Aufgaben:
**a)** Gib aus dem Text zur Informationssuche den Abschnitt von „Dabei verhalten sich“ bis einschließlich „weiter weg führt.“ wortgetreu wieder.
**b)** Stimmen diese Aussagen mit dem Text zur Informationssuche überein? Beantworte jede mit Ja oder Nein und zitiere die entscheidenden Worte wörtlich. (i) Die Datenbank für ACT-IF umfasste mehr als 740000 Dokumente. (ii) Das Programm „Scatter/Gather“ ordnet jedes Dokument in eine von 20 Gruppen ein. (iii) Je länger die Fliege nichts Brauchbares gefunden hat, desto langsamer fliegt sie.

Dabei verhalten sich Surfer auf Informationssuche ähnlich wie Fliegen, meinen die Wissenschaftler, wenn man das Verhalten von Hausfliegen in der Nähe von Nahrung im Hinblick auf die Menge der Rückflüge und die Fluggeschwindigkeit analysiert. Je mehr Zeit vergangen ist, seitdem die Fliege etwas Brauchbares zum Fressen gefunden hat, desto weniger oft fliegt sie zurück und desto schneller fliegt sie, was ihre Suche weiter weg führt.

Der virtuelle Informationssucher basiert auf der Kognitionstheorie ACT (Adaptice Character of Thought) von John Anderson. Für das Computermodell ACT-IF wurde eine Datenbank mit mehr als 740000 Dokumenten aus Zeitungen oder von Behörden verwendet, die mit dem Programm "Scatter/Gather" durchsucht und aufbereitet werden. Das Programm vollzieht eine Volltextsuche und trägt jedes Dokument, in dem ähnliche Begriffe vorkommen, in eine von 10 Gruppen ein. Der Benutzer kann dann eine oder mehrere Gruppen auswählen, um den nächsten Verteilprozess starten, bis er die Dokumentenmenge so weit eingeengt hat, dass er die gesammelten Texte dann direkt liest.

Zeilen:
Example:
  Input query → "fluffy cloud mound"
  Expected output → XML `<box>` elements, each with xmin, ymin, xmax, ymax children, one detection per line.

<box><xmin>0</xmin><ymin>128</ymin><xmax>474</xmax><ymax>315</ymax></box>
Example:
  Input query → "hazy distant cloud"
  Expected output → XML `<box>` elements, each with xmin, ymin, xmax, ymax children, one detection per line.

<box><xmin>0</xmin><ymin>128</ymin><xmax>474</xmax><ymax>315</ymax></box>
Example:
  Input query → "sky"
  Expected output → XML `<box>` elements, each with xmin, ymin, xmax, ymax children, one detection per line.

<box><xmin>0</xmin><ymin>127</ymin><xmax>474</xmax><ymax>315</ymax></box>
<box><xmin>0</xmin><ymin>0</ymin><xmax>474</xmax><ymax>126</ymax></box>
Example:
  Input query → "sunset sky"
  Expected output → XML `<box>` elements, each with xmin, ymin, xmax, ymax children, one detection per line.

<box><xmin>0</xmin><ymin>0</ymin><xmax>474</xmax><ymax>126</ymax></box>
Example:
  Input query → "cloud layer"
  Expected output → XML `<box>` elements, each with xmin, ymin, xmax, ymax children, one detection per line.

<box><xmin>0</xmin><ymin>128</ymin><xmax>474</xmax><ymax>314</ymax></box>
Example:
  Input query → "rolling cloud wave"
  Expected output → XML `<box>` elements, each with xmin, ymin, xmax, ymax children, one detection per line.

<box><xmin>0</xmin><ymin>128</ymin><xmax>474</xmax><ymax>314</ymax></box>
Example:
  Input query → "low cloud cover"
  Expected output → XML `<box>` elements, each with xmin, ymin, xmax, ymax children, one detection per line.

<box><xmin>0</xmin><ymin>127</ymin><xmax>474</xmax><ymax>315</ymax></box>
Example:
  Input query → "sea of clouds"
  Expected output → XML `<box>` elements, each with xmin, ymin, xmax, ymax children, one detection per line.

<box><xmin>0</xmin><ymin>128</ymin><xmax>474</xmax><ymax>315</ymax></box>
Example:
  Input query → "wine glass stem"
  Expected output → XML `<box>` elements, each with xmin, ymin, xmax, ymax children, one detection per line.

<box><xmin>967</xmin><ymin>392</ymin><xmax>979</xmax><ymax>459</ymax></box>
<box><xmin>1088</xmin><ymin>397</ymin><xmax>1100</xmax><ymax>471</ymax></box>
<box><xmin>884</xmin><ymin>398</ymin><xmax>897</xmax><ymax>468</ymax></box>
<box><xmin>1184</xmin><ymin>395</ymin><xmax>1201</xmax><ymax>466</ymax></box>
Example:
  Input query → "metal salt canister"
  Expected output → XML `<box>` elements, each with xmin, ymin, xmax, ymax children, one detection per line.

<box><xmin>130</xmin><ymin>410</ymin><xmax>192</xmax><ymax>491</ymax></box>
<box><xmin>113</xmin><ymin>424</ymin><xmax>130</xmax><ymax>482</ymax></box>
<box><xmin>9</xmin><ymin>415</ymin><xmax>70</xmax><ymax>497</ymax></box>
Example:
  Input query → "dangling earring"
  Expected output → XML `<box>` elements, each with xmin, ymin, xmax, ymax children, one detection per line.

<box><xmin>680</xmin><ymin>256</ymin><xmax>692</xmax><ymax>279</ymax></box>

Antworten:
**a)**
Dabei verhalten sich Surfer auf Informationssuche ähnlich wie Fliegen, meinen die Wissenschaftler, wenn man das Verhalten von Hausfliegen in der Nähe von Nahrung im Hinblick auf die Menge der Rückflüge und die Fluggeschwindigkeit analysiert. Je mehr Zeit vergangen ist, seitdem die Fliege etwas Brauchbares zum Fressen gefunden hat, desto weniger oft fliegt sie zurück und desto schneller fliegt sie, was ihre Suche weiter weg führt.

**b)**
(i) Ja: „eine Datenbank mit mehr als 740000 Dokumenten“
(ii) Nein: „in eine von 10 Gruppen ein“
(iii) Nein: „desto schneller fliegt sie“